── ПРЕДЛОЖЕННЫЙ ОТРЫВОК ──

Как чудесно, что мы сегодня много говорим о литературе. Уже несколько лет мне не дают говорить о литературе...

— Мы в нашей среде много говорили о финале «Ста лет одиночества». Что вы хотели сказать этим всемирным пото­пом?

—Когда я подошел к финалу «Ста лет одиночества», я не знал, как закончить книгу, все тянул и тянул. Первоначально у меня не было точного плана «Ста лет одиночества» — было лишь общее представление; эпизод за эпизодом, персонаж за персонажем —дело приближалось к концу. Когда же я почув­ствовал, что подошел к финалу, понял: нужно что-то такое, что приподняло бы книгу, потому что, закончи я книгу обычно, она рухнет. Требовалось нечто, что приподняло бы ее. Поначалу я задумал так: когда у последнего Буэндиа рож­дается сын со свиным хвостиком, а роженица умирает, он за­пирается в доме и остается в нем умирать. Финал получался слабый, ничего не говорящий, и, хотя заканчивался точкой, все оставалось открытым — плохой финал для книги, где была глубокая критика определенной исторической реаль­ности, персонажей и мира, о котором в ней говорилось. Од­ним словом, это был не финал. Но и сам я до последнего мо­мента не знал, что записывал Мелькиадес, что говорилось в его пергаментах. Я оставил это в подвешенном состоянии, и, когда Мелькиадес у меня писал, я думал: «Когда же я расшифрую, что он пишет?» И отвечал сам себе: «Что бы я ни сказал о его пиьсменах, все окажется ниже самой тайны, какое бы объяснение ни дал, оно будет хуже сознания, что никогда не станет известно, что именно там написано». Но когда я подошел к финалу, перечитал всю книгу, чтобы решить, как же, черт возьми, все это закончить, снова за­дал себе вопрос: «Так что же все-таки мог написать Мелькиадес?» И помню, однажды проснулся среди ночи: «А! Знаю, что пишет Мелькиадес! Мелькиадес пишет книгу, кото­рую сейчас пишу я. И он, конечно же, знает, что Макондо будет сметено с лица земли ветром». Это есть в книге «Недо­брый час», которая написана в 1955 году, десятью годами раньше. Но закончить так означало, что необходимо расшиф­ровать пергаменты Мелькиадеса. Я говорил, что письма зашифрованы, но не знал, на каком языке они написаны. А когда я решил расшифровать письмена в том смысле, что они и есть эта книга, тогда стало ясно, что они должны быть напи­саны на санскрите, потому что Мелькиадес — цыган. Это все кухня писателя, которая читателю не видна, но поскольку здесь сегодня получился такой разговор, то это настоящая исповедь писателя... Итак, я не знал, как закончить роман. Но теперь мне и вправду нравится, какой получился финал, и я даже представить не могу, как можно было бы закончить иначе, потому что сейчас книга замкнута, выхода нет, на кни­ге — замок.

— Мы публиковали в нашем журнале ваш репортаж «Куба в Анголе». Для политических репортажей в Латинской Америке материала ныне более чем достаточно. Что мы можем ожидать от вас в этом жанре?

───

▶ **ПИСЬМЕННОЕ ЗАДАНИЕ**
Процитируйте из отрывка о финале «Ста лет одиночества» фрагмент от слов «Как чудесно, что» до слов «этим всемирным пото­пом?» включительно.

── ИСХОДНЫЕ ДАННЫЕ ──

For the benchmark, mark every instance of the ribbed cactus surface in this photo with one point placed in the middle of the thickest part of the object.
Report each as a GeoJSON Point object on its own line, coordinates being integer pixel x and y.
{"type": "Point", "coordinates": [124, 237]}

───

▶ **РЕШЕНИЕ НИЖЕ**
Как чудесно, что мы сегодня много говорим о литературе. Уже несколько лет мне не дают говорить о литературе...

— Мы в нашей среде много говорили о финале «Ста лет одиночества». Что вы хотели сказать этим всемирным пото­пом?